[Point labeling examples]
- - -

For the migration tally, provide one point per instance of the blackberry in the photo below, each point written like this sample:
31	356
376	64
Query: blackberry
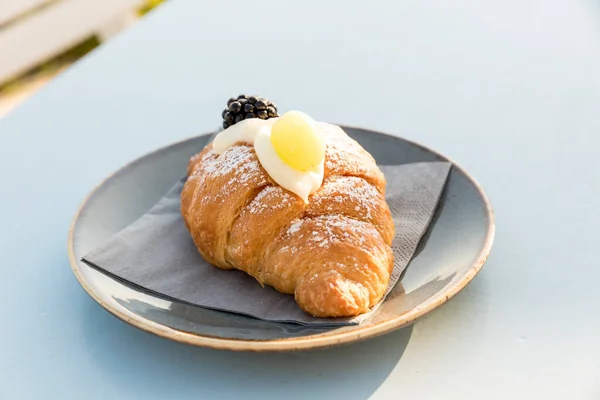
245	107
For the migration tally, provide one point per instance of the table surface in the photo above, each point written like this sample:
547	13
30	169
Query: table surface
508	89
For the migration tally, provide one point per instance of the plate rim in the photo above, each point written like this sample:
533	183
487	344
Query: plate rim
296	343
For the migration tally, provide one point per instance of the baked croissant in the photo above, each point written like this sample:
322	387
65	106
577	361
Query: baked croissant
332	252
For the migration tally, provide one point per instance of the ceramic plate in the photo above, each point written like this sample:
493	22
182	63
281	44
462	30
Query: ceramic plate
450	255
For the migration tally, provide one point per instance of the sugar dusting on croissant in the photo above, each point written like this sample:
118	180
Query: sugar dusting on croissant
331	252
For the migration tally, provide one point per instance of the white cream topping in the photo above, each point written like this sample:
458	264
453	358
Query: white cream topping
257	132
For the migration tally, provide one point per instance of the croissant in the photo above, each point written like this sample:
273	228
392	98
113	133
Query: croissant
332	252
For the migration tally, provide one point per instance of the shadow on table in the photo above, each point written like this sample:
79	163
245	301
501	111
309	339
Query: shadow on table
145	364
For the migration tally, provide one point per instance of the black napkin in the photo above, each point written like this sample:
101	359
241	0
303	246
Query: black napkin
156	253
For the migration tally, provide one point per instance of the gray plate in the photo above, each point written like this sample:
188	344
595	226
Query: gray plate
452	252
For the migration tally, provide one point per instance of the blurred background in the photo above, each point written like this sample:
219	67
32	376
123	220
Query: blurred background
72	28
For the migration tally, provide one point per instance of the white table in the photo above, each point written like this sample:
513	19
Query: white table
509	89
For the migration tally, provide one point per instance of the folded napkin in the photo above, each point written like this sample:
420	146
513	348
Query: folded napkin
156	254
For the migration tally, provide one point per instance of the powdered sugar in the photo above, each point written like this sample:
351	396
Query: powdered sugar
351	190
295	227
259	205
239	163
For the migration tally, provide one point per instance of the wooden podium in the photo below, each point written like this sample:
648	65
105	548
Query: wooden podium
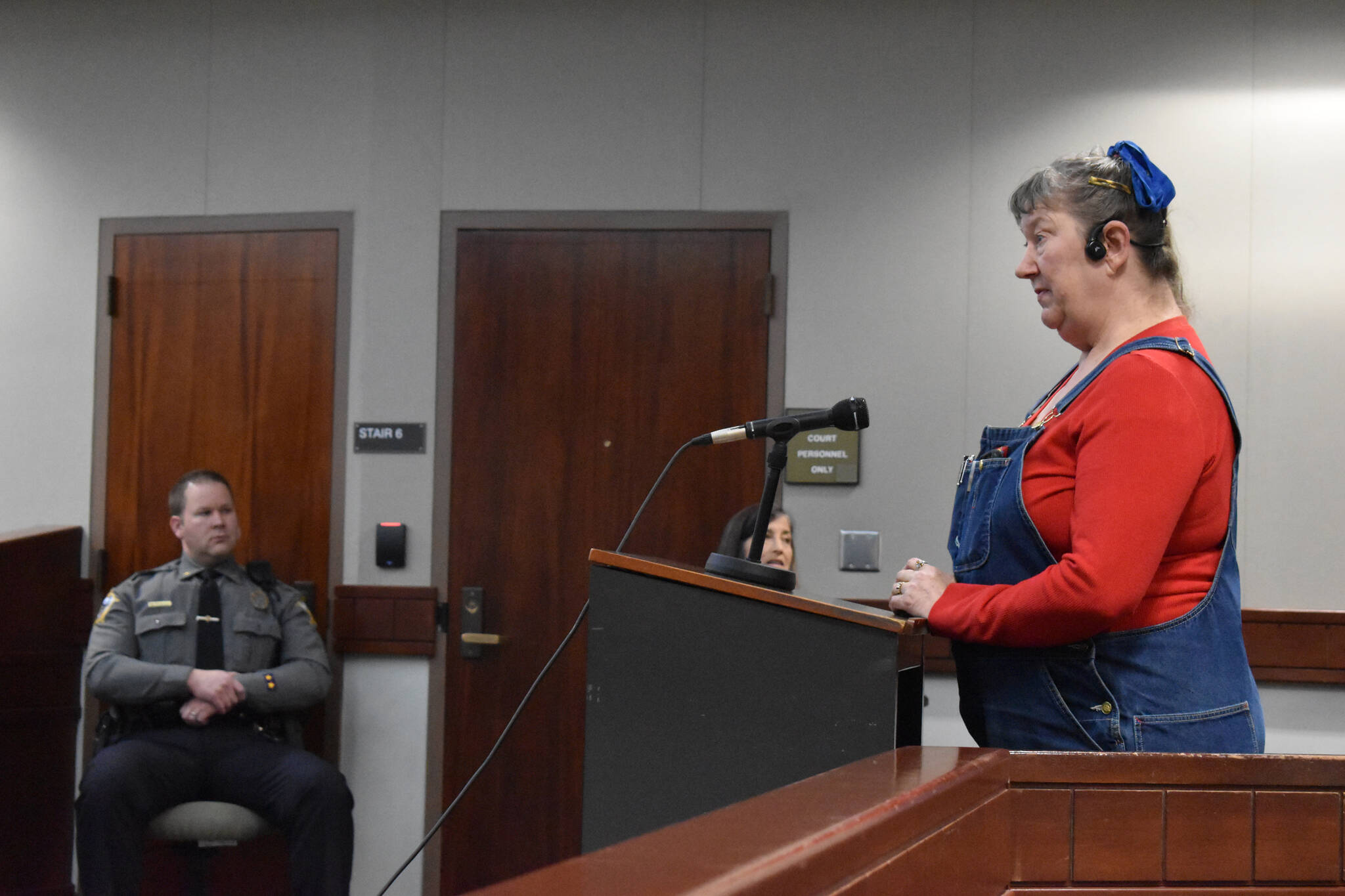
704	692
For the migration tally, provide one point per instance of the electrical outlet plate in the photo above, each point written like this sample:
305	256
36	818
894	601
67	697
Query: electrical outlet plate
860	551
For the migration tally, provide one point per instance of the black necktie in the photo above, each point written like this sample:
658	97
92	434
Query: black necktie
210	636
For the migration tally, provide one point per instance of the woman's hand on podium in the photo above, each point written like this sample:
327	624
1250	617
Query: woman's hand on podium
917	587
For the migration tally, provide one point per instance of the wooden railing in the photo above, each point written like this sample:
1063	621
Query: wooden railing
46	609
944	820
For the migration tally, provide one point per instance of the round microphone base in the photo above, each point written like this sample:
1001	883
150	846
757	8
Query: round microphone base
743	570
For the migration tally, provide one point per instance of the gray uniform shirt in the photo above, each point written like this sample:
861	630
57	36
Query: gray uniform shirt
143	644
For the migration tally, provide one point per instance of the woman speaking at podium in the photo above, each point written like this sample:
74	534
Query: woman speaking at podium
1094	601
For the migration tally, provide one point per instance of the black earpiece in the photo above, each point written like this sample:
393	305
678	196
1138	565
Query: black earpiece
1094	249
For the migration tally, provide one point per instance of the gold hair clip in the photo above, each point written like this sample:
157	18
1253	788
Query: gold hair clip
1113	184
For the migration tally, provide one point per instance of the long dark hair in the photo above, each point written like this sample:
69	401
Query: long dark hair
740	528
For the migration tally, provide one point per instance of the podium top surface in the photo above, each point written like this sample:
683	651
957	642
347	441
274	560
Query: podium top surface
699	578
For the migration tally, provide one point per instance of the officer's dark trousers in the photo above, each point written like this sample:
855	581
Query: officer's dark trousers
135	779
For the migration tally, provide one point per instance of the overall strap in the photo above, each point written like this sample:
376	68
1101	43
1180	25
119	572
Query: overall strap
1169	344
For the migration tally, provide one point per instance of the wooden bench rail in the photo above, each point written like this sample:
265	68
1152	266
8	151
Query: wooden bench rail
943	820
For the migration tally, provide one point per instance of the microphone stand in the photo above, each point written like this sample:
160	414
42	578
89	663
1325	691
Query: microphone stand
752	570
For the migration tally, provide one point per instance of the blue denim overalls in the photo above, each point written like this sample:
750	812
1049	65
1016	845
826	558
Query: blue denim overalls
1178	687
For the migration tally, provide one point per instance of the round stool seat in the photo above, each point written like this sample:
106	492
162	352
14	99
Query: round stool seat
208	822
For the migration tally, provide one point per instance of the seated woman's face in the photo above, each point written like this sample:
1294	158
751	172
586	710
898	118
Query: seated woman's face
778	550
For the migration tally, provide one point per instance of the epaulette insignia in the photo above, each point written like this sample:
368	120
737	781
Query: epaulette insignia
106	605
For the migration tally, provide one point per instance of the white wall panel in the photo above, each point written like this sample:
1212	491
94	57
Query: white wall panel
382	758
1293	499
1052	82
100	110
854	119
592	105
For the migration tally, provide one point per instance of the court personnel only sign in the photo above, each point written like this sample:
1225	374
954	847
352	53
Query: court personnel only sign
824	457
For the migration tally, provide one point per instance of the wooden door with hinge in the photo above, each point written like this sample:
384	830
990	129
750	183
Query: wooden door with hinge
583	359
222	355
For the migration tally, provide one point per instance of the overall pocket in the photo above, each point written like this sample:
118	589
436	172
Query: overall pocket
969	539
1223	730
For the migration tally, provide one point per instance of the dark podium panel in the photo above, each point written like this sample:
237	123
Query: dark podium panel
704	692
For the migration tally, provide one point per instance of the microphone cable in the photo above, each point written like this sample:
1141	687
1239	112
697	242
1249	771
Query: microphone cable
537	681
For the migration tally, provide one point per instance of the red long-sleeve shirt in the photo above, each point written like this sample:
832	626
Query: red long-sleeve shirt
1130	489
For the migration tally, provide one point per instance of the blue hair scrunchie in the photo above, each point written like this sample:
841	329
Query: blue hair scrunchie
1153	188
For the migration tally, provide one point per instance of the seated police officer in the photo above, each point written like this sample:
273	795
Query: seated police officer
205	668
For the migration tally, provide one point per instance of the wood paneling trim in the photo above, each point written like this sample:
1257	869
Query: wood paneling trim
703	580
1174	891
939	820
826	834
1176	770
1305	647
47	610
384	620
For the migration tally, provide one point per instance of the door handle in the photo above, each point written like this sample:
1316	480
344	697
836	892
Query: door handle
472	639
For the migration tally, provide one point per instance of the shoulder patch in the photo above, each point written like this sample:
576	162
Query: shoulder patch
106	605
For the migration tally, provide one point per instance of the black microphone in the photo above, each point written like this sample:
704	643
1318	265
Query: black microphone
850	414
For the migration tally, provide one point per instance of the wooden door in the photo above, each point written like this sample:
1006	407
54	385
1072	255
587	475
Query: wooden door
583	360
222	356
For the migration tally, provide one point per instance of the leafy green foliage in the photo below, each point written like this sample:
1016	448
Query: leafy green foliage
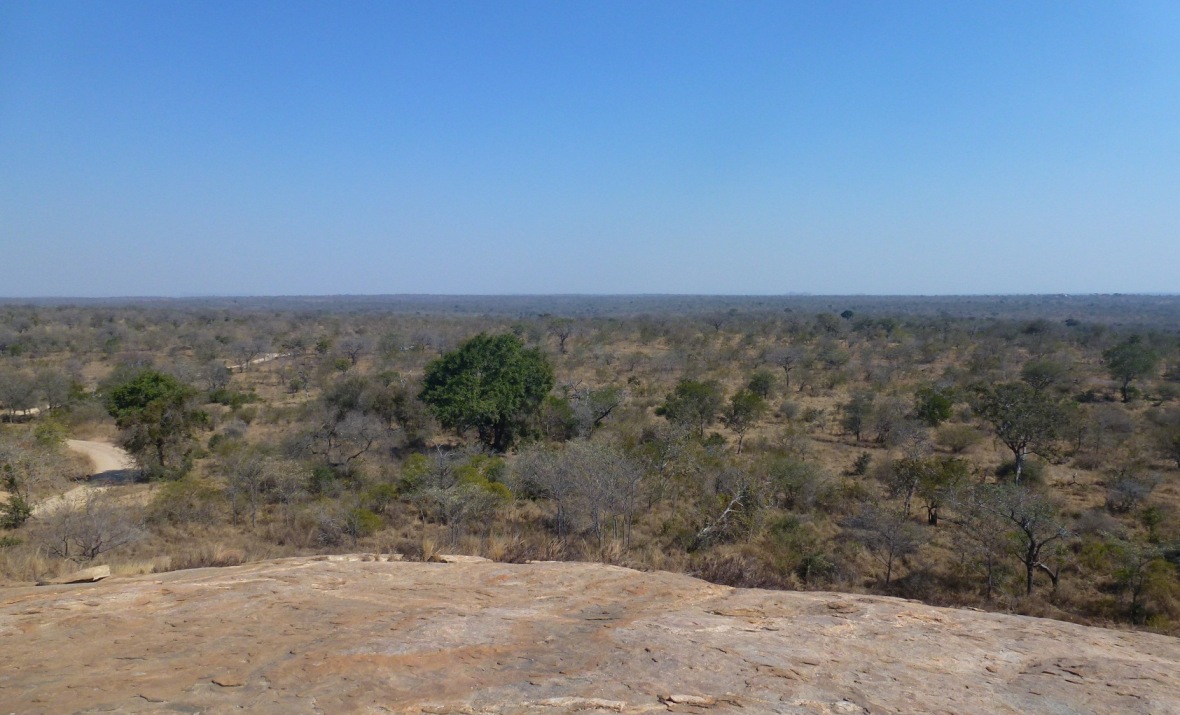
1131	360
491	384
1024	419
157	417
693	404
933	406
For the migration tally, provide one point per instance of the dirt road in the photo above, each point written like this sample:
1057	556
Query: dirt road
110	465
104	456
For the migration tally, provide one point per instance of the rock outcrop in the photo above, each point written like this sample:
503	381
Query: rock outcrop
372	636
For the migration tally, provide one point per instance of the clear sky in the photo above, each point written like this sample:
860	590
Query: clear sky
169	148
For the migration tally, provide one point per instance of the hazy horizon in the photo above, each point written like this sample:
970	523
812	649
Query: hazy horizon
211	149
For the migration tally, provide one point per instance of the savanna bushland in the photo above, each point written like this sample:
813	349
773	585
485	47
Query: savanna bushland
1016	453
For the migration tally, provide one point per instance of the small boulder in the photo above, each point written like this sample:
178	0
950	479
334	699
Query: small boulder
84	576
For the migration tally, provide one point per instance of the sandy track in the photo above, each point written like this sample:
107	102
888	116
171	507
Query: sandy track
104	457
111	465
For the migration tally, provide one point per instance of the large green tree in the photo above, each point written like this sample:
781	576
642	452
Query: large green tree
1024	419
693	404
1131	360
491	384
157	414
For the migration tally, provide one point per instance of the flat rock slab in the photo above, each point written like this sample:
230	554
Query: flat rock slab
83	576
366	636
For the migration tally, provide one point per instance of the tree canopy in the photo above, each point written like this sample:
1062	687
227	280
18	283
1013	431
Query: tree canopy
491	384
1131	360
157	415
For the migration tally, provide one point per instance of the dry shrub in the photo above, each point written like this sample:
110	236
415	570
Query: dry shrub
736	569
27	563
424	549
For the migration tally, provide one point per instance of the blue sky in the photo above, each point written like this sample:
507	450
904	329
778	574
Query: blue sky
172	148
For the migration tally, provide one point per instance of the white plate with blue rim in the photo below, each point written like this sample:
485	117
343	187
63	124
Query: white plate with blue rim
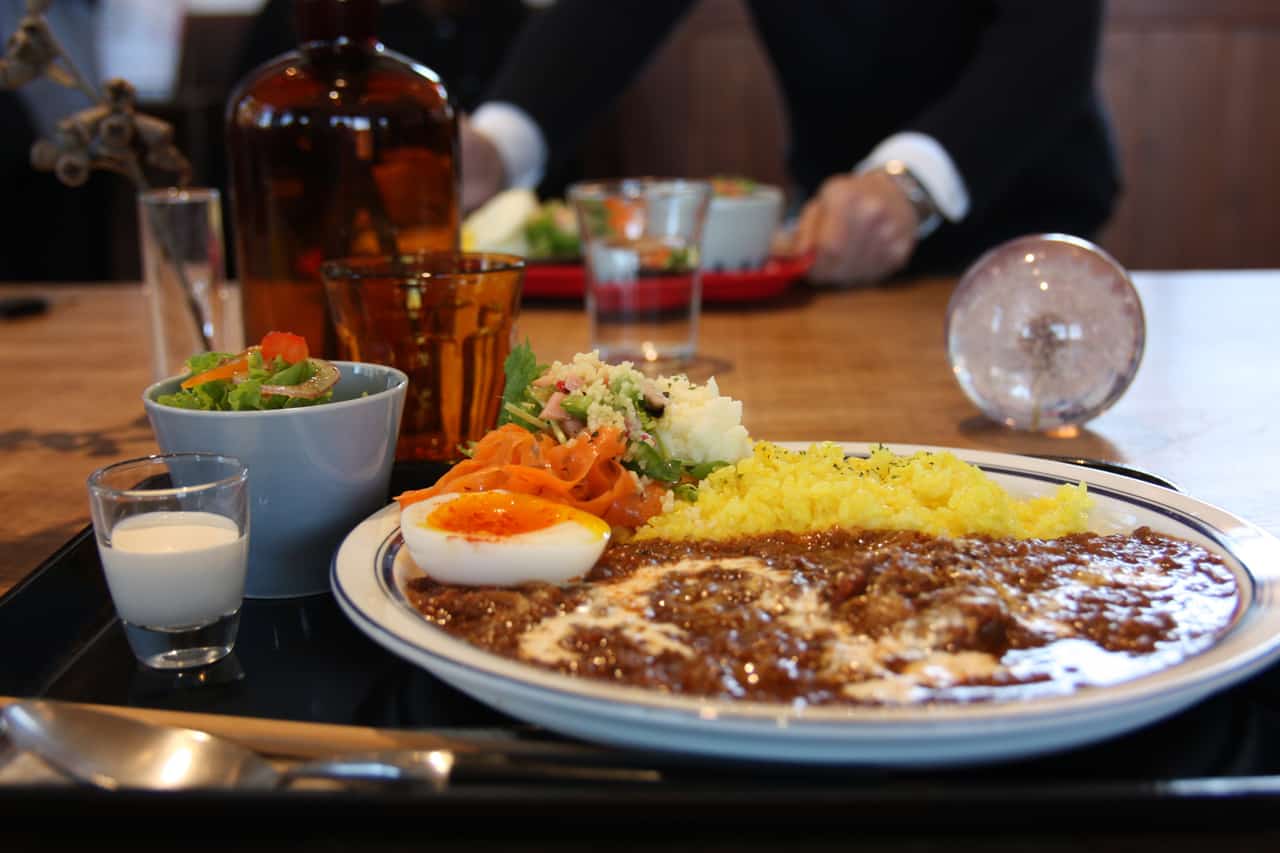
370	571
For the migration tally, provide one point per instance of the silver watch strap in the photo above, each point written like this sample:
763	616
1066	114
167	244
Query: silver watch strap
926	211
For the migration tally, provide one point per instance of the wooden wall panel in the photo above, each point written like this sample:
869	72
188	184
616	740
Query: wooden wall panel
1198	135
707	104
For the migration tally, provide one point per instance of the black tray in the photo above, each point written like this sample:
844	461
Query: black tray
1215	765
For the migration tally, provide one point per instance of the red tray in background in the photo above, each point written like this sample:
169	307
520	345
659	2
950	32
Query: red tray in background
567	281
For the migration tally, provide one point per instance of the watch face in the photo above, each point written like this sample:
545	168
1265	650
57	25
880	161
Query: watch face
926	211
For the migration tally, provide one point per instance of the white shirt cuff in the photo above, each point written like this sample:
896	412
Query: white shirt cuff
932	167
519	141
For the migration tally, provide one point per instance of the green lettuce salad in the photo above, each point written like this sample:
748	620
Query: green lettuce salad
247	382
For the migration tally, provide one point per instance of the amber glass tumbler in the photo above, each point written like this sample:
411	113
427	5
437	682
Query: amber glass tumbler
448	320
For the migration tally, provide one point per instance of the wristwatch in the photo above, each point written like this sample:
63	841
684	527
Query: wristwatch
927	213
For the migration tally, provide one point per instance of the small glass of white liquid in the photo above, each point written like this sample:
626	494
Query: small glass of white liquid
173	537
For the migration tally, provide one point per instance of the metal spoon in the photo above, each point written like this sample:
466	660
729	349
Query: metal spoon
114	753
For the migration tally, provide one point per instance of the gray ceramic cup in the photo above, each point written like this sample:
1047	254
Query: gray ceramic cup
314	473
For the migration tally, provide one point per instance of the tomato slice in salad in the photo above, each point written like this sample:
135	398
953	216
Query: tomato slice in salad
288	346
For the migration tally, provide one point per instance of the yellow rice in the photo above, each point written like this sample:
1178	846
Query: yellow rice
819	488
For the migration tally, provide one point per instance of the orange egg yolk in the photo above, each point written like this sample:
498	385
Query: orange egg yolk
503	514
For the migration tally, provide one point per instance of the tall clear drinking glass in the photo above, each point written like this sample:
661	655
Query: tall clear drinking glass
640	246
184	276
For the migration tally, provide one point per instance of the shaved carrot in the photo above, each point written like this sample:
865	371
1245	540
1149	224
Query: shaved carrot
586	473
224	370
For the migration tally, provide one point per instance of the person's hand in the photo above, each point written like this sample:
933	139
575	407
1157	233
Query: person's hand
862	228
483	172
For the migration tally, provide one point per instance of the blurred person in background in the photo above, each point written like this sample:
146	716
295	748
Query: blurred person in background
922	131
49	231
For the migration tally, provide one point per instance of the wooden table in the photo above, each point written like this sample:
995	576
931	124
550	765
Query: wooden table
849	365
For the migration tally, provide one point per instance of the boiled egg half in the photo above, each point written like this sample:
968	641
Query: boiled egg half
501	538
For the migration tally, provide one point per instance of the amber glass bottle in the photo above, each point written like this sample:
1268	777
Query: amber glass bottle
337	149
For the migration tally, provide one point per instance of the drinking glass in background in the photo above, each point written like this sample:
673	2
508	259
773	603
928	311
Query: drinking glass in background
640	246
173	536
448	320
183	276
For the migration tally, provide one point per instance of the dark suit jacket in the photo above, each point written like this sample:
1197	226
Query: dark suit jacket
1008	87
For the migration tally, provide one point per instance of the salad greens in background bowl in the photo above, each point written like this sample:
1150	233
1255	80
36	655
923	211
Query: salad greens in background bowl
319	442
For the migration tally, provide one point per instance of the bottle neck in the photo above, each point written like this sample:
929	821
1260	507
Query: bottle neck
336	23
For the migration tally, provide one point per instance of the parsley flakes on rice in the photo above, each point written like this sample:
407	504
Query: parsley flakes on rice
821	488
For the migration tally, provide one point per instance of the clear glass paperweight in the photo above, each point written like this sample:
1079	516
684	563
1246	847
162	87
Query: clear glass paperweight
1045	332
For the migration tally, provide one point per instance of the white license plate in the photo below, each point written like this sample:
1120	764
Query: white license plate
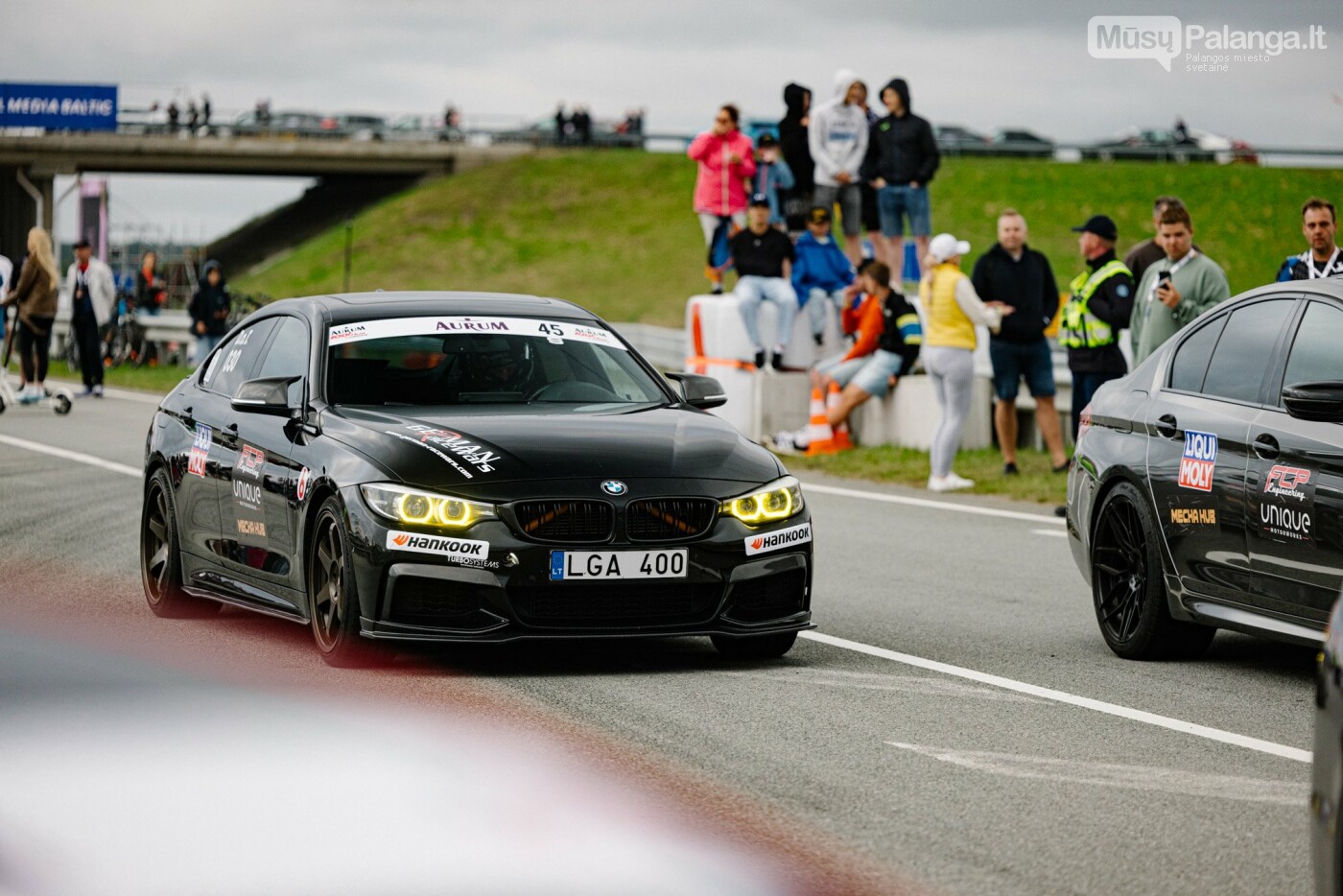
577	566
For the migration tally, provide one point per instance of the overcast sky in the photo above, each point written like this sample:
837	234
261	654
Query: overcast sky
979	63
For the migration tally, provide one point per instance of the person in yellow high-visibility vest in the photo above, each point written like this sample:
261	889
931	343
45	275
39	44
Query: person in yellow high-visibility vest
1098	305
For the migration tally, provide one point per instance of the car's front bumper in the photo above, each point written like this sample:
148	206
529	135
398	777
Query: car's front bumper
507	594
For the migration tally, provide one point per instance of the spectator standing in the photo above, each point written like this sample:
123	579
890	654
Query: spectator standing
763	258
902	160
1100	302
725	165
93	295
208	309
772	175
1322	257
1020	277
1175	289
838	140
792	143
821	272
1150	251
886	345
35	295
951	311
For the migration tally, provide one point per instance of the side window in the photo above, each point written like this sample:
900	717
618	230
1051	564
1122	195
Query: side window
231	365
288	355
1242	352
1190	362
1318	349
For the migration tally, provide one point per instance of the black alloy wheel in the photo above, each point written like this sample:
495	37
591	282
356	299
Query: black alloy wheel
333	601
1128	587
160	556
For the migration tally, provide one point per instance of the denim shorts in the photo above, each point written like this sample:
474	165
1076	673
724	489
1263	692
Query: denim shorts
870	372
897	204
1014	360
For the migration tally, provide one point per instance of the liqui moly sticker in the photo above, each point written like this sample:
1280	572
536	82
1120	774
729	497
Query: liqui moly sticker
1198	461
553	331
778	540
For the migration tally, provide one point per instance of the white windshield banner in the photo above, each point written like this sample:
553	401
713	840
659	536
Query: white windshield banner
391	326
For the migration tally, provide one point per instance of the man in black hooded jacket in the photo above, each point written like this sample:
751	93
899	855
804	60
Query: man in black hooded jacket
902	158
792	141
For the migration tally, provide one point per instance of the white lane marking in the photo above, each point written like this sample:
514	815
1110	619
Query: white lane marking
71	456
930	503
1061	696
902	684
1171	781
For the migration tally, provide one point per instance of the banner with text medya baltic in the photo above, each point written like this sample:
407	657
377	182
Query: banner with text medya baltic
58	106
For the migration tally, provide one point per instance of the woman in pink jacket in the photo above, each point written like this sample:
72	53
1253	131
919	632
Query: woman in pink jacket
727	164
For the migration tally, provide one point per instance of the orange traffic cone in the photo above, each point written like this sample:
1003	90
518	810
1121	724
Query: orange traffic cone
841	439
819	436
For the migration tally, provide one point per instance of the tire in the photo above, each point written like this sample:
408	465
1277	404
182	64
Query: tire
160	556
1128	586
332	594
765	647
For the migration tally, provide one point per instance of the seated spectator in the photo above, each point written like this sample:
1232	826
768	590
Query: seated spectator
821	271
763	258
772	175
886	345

- - -

Exercise prompt — Starting from the line with "hooded jacket in" and ending with the final line of the data, quote every line exactly, both ends included.

Correct response —
For the migration tally, provide one point per instance of the man in black hooded jacket in the photo above, each point written like this sample:
751	93
899	855
804	60
Query: man in black hooded jacket
902	158
792	141
For the migration tally, provide one point per instance of the white lane marking in the photo above, each point written like this sample:
514	815
1110	619
Query: white lane marking
71	456
930	503
1061	696
902	684
1171	781
For the migration tally, provide one point per instance of the banner with text medya baltic in the photo above, each point written like this sample:
407	657
377	182
Query: banner with text medya baltic
58	106
For the migration tally, provide one point per instance of the woman in pink jacket in the photo above, each point written like this sample:
72	53
1253	131
919	632
Query: woman in pink jacket
727	164
For the migration tally, provide one point per instance of the orange traffic cone in the photo above, each point written like this sample:
1003	90
518	810
1121	724
Query: orange traffic cone
841	439
819	436
For the migration tally, provide one point per instance of the tire in the photo above, each point written like this sample:
408	465
1277	404
182	64
Query: tire
160	556
1128	586
332	594
765	647
For the migration tally, provide one point per instance of the seated spectator in the photo above, each point written like this sample:
1232	826
768	590
Query: seated spectator
821	271
763	258
772	175
886	345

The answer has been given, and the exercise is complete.